* [TASKS TO COMPLETE]:
#1 Translate this sentence from the column on the Cubs' closer troubles into Spanish: "And if Kevin Gregg was Lou Piniella's only problem, it might actually matter."
#2 Write a few more paragraphs of the column on the Cubs' closer troubles, starting right after its final sentence.

=== PROVIDED TEXT ===

No easy answers

Kevin Gregg's blown save Monday in San Diego might have been the toughest of all and officially killed the Cubs' season. Jerry Lai/US Presswire

If there was an easy solution to the Cubs' closer woes, surely Bob in Glen Ellyn would have phoned it in by now.

And if Kevin Gregg was Lou Piniella's only problem, it might actually matter.

Trailing St. Louis by six games in the National League Central isn't what seemingly turned Monday in San Diego into the night the Cubs season officially died.

Injury-plagued, offensively hamstrung, fundamentally challenged and now, yes, officially in search of somebody -- anybody -- who can get more outs in the ninth inning than walks, wild pitches and walk-off home runs, the Cubs are a mess.

But for now, let's pretend it does matter and focus on Tuesday's news, which is how to replace Gregg (pause for requisite sarcastic comments muttered under your breath suggesting such things as your 10-year-old son or a bag of donuts).

As ESPNChicago.com baseball reporter Bruce Levine points out, Gregg is worn down after being called on far too many times to rescue narrow leads. As everyone else chimes in, Gregg has allowed a major league-leading 12 home runs and has blown three of his six saves in August, the last perhaps the most gut-wrenching of all.

Allowing four runs in the ninth inning with two outs, the final three coming on a home run to Kyle Banks, pushed Piniella to a place he probably could have reached after Gregg's two blown saves in the Marlins series early this month: looking for a new closer.

Carlos Marmol? Angel Guzman? Or is there someone out there who can actually come in and take over the most demanding role on a new club?

=== INFORMATION ===

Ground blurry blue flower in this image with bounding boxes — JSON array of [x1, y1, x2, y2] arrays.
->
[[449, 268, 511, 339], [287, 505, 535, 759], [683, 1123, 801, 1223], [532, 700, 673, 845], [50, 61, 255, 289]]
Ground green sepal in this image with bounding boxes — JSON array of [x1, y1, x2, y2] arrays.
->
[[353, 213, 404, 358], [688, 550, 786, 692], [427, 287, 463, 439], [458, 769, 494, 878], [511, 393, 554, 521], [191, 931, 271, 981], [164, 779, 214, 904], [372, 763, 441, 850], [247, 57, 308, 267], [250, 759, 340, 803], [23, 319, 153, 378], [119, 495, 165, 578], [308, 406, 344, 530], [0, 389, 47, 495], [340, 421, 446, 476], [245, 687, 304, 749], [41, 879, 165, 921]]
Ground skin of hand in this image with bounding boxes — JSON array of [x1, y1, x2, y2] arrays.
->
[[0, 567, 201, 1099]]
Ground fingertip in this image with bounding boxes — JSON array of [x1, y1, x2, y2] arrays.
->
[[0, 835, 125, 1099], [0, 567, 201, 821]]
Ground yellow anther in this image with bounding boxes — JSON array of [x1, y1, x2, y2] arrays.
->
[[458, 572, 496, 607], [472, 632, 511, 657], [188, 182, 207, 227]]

===

* [RESULTS IN ORDER]:
#1 Y si Kevin Gregg fuera el único problema de Lou Piniella, quizá de verdad importaría.

#2
The possibilities are endless:

Marmol, though one of the hardest guys to hit, elicits rightful groans for his place as the ML leader in walks, and Piniella does not have the stomach for it. Guzman might be the safest choice, if you can say that about a player who has had little to no experience in pressure situations like this one. And another option is the never-popular closer-by-committee of Guzman, Marmol and John Grabow, which seldom works.

In the fun/crazy discussion category, John Smoltz, who is on waivers after being cast away from Boston, has been brought up as a possible Cubs closer but will not go to the bullpen and could be headed to St. Louis as a fifth starter.

Rich Harden's name also pops up but should be promptly popped back down, as the Cubs have enough trouble getting him ready to pitch every five days, and his shoulder might well have fallen off entirely under the strain Gregg has experienced.

Carlos Zambrano, anyone? You want to throw a starter into the volcano that's the Cubs' bullpen; how about it?
When the bullpen possibility was brought up in Miami earlier this month by Piniella as a way to help out a tired group, Zambrano naturally balked. But if he could avoid pouting, he might even like being the hero, and if nothing else, it might be one way to show he's not the selfish, overpaid prima donna he appears to be, and it might even get him back into the good graces of Cubs fans.

Looking outside, Billy Wagner, is going back on the active roster after coming back from Tommy John surgery. The Mets' left-handed closer is owed $4 million, a lot of money for a guy who hasn't pitched for a year, but is likely to be picked up by someone, as the Mets have little use for him.

With Gregg's demise as Cubs' closer, general manager Jim Hendry is taking heat for having him here in the first place, the argument being that he knew what he was getting with Gregg, who did not exactly blow his first save in Chicago.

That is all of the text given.